**WHAT YOU HAVE TO DO**
Quote the passage about the detained Edmonton-born man exactly, starting with "Allegations of abysmal" and going on through "off in prison.".

Curtis Wright, 39, is currently detained at the South Texas ICE Processing Center, about an hour southwest of San Antonio, where he has been in custody for nearly four months.
“None of it has been enjoyable. The separation from my family has been miserable,” Curtis told CTV News in an interview from the facility.
Flagged at airport after Mexico trip
Curtis, a U.S. permanent resident born in Edmonton, holds a business degree and works in the oil and gas sector. He was taken into custody in early November after being flagged at the George Bush Intercontinental Airport in Houston while returning from a business trip to Mexico.
According to his parents, who also call Texas home but spend their summers in British Columbia, the issue stems from a minor drug possession conviction dating back more than two decades to when Curtis Wright was in high school.

“They went on the computer and found a misdemeanor that he had been charged with 22 years ago when he was 17 years old,” Curtis’ father Jim Wright said, adding his son was told by officials that “we can withhold you and incarcerate you until you’re able to appear before an immigration judge.”
Jim says the drug conviction involved a Xanax tablet being found in the backseat of his son’s truck. He says Curtis’ criminal history also includes a misdemeanor charge that stemmed from police discovering a handgun in the glove compartment of the car Curtis was driving, which was only registered to his wife, and an impaired driving arrest eight years ago, noting he has since cut alcohol out of his life.
CTV News has reached out to the U.S. Department of Homeland Security for comment.

‘Whole world has been flipped upside down’
Kayla Thomsen, Curtis’ fiancé with whom he shares an 18-month-old daughter, says his detention has been devastating.
“Our whole world has been flipped upside down. I had this perfect life with this amazing man, and then all of a sudden, he’s just gone,” she said.
Thomsen says the most difficult part is how much their daughter misses her dad.
“She wakes up and she says ‘dada,’ and she carries around pictures of him that she’ll cuddle in the morning,” Thomsen said.
She says Curtis also fought to secure 50-50 custody of his two sons from a previous marriage.
“Missing him so much has been hard,” Thomsen said, becoming emotional. “He’s the provider for this family.”
The surprise imprisonment has also taken a toll on Curtis’ parents.
“I really do have a hard time sleeping,” said Curtis’ mother Bonnie Wright. “It just keeps going over in my mind, over and over again.”

Allegations of abysmal conditions
Curtis alleges conditions inside the ICE detention facility are terrible.
“The general hygiene conditions of the facility are pretty awful,” he said. “It’s run down, there’s mold, dirt, grime everywhere.”
The family says when he was first detained, Curtis was only given a single bottle of water and a frozen waffle over a 48-hour period.
“The food is horrendous. It’s something I don’t think my dog would take a second sniff at,” Curtis said. “I don’t drink water here without boiling it first. It’s finding ways to not stay sick.”
Jim wonders whether someone would be better off in prison.
“If you were in jail for life, for murder, you’d be treated better,” Jim said. “You get three good meals a day and you have a yard to go out, and they have a library and a gym there.”
The family believes the state of the facilities are designed to wear detainees down, into leaving the United States voluntarily.
“The worse they make it, the more likely they’re going to say, ‘well, if I have to stay in here and fight this for 90 more days, or I can self-deport and get out of here, I’m going to self-deport and get out of here,’” Jim told CTV News.

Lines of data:
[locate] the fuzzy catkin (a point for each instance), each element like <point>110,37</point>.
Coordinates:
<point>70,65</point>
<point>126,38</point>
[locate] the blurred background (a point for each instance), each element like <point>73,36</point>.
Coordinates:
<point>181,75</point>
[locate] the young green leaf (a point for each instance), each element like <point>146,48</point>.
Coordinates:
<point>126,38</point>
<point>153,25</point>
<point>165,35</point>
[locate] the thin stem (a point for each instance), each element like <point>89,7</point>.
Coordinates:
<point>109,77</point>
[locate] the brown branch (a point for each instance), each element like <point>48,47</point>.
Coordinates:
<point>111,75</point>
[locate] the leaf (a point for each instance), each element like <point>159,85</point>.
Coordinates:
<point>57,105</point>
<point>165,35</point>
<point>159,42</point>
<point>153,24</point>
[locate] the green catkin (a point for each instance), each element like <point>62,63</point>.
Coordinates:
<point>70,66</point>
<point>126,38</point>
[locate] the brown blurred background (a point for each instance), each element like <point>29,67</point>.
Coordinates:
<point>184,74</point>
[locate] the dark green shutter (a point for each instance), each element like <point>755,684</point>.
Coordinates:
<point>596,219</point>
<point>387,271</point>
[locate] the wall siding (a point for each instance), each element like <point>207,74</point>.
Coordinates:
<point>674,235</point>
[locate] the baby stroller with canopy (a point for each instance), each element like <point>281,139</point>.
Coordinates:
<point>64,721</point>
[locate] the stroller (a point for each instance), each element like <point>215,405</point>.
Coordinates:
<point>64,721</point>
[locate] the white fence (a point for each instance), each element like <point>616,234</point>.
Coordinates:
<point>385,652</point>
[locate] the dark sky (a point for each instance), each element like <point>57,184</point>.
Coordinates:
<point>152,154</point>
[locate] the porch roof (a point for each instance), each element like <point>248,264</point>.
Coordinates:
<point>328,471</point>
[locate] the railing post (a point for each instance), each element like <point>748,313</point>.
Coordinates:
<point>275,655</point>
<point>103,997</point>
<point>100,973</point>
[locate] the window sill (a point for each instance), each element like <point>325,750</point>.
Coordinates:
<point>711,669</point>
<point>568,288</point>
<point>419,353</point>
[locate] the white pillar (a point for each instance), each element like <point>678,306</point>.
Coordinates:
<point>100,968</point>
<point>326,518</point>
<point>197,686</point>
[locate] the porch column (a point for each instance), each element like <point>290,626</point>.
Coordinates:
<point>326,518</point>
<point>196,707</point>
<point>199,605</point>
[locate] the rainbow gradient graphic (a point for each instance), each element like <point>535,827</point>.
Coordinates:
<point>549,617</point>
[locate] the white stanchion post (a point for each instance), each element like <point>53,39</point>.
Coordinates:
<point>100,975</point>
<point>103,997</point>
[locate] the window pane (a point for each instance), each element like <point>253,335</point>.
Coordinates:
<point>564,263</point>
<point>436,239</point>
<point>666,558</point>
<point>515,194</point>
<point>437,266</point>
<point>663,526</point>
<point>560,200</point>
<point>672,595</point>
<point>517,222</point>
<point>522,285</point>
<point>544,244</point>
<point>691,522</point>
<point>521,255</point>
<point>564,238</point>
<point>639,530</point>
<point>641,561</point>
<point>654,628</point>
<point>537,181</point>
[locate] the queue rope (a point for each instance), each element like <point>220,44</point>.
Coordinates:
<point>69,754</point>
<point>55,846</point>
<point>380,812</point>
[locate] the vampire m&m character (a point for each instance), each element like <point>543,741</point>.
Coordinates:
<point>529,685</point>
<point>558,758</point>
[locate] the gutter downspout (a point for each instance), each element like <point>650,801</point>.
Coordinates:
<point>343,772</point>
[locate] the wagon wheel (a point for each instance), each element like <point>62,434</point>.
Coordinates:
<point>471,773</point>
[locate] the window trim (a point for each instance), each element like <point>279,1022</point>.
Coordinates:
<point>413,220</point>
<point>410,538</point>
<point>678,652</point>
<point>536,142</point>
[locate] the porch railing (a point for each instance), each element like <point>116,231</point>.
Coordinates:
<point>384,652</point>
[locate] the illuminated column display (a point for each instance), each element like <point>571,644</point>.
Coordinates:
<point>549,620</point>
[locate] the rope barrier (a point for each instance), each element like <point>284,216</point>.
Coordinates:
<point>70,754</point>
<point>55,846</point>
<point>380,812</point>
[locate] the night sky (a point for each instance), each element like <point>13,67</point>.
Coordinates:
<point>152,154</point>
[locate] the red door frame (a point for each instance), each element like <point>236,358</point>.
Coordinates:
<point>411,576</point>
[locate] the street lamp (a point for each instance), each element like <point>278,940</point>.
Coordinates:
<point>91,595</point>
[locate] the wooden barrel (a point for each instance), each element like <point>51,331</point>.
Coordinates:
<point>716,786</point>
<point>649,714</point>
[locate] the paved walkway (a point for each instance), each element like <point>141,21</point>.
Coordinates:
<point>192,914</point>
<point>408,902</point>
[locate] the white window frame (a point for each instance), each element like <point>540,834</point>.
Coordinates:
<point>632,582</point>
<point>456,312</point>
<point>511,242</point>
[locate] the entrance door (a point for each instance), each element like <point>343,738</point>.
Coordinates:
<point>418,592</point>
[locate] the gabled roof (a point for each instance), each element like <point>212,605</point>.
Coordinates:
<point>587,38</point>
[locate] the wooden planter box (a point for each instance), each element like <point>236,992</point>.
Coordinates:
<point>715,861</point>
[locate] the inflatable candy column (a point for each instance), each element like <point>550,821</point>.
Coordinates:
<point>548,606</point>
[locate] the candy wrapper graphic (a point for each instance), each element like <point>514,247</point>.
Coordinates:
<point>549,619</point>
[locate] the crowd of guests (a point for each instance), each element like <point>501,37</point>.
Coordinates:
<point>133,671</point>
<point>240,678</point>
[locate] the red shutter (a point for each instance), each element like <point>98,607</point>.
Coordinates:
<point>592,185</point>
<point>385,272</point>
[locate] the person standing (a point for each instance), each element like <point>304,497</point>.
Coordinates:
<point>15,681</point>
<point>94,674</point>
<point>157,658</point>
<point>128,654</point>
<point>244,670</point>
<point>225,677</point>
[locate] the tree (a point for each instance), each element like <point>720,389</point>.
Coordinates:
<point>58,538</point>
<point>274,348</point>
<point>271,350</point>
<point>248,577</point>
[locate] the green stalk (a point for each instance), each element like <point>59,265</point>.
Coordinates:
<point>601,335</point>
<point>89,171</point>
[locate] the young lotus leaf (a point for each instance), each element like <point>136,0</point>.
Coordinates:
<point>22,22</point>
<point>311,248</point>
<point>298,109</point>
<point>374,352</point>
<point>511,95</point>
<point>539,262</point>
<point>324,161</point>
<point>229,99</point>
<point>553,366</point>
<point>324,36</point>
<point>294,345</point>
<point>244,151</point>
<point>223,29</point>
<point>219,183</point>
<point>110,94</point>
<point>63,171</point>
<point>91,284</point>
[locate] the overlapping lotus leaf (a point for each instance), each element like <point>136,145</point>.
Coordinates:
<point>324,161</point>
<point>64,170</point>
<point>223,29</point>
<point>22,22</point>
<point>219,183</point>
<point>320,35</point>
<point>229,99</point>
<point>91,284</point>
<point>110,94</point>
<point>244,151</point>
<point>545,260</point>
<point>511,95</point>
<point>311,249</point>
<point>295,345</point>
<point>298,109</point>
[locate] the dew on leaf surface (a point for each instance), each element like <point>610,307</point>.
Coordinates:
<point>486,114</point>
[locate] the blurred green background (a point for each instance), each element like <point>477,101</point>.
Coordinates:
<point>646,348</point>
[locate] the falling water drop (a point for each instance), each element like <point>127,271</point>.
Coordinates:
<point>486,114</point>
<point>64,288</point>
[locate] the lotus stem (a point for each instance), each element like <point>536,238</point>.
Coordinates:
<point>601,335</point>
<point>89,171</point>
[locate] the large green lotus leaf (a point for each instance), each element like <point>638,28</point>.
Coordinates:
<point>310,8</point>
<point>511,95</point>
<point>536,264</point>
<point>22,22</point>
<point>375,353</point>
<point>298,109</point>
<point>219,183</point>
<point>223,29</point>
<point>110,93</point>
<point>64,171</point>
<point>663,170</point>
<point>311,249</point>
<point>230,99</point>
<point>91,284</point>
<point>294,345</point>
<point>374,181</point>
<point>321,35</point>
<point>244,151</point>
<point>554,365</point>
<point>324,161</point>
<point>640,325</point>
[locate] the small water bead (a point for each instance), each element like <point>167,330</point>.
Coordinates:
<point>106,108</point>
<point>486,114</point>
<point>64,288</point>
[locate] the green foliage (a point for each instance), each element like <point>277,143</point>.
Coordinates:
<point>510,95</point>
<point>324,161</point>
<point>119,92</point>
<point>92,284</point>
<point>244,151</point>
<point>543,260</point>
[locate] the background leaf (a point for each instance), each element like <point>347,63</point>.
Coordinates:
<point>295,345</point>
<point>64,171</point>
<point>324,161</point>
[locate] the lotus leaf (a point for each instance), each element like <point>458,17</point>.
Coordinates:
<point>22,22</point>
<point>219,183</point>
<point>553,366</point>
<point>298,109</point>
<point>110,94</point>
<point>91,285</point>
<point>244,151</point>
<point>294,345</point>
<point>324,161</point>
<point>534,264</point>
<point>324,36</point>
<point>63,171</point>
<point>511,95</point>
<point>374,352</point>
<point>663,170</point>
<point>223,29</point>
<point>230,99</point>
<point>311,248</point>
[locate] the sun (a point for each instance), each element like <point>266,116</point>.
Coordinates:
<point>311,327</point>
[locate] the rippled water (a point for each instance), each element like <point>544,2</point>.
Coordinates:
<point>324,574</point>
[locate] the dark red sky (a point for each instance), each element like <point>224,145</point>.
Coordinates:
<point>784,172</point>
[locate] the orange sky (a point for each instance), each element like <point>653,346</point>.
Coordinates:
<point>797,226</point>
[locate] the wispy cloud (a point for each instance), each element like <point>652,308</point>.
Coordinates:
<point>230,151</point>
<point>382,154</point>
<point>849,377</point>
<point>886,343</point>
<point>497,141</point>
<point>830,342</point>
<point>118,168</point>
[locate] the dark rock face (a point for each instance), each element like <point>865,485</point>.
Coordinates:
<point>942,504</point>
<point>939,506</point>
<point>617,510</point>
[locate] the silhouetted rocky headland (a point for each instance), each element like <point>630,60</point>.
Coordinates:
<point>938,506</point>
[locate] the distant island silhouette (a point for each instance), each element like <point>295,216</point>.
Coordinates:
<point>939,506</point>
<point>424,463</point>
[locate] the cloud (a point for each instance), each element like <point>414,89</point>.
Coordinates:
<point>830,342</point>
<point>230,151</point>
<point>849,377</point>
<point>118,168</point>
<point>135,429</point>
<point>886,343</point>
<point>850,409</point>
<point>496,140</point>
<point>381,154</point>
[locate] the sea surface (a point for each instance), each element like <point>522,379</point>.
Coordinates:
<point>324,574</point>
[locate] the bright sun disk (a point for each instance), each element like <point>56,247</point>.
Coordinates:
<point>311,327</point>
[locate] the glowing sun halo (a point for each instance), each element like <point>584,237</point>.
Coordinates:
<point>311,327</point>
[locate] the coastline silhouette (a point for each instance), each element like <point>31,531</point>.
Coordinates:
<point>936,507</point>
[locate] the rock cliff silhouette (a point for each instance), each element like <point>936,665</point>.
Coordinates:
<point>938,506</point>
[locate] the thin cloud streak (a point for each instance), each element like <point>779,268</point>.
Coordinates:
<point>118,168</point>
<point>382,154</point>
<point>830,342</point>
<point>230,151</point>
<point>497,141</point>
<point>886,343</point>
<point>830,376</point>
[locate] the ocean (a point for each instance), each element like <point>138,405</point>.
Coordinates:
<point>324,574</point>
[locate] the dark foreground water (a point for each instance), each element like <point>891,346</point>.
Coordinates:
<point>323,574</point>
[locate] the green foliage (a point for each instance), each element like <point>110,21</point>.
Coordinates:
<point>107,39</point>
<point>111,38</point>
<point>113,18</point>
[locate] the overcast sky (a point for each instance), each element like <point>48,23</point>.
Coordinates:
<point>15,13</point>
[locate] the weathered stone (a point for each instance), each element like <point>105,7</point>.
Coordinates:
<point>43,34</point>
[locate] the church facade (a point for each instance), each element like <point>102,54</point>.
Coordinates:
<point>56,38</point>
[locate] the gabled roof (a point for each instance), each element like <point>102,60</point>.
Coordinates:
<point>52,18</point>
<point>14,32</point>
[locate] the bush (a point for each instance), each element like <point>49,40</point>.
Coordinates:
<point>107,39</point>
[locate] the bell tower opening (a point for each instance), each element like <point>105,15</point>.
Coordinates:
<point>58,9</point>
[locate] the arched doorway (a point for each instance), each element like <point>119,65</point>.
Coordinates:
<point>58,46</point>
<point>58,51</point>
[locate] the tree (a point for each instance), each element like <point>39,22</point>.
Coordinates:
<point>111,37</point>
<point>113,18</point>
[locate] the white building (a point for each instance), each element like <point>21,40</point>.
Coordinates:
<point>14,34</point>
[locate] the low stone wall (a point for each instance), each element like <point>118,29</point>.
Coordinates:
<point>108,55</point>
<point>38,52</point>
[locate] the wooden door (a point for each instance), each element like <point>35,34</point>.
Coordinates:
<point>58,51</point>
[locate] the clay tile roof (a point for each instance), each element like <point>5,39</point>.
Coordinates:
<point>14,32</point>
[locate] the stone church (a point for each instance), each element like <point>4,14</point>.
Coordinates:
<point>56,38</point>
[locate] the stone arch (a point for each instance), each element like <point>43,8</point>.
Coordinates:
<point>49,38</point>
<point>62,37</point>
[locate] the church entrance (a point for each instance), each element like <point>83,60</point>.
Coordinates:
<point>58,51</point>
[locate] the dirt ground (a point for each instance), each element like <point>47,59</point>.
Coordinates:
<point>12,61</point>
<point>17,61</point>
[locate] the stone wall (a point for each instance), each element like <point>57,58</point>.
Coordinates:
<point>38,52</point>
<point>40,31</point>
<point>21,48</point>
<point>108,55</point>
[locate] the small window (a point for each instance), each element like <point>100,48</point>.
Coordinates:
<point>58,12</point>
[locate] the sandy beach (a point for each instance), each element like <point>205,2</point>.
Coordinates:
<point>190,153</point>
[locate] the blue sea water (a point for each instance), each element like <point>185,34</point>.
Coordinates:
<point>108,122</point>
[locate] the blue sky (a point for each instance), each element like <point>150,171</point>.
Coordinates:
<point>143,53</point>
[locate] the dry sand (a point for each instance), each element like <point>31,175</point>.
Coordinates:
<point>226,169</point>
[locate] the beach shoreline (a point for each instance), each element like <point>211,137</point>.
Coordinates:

**SOLUTION**
Allegations of abysmal conditions
Curtis alleges conditions inside the ICE detention facility are terrible.
“The general hygiene conditions of the facility are pretty awful,” he said. “It’s run down, there’s mold, dirt, grime everywhere.”
The family says when he was first detained, Curtis was only given a single bottle of water and a frozen waffle over a 48-hour period.
“The food is horrendous. It’s something I don’t think my dog would take a second sniff at,” Curtis said. “I don’t drink water here without boiling it first. It’s finding ways to not stay sick.”
Jim wonders whether someone would be better off in prison.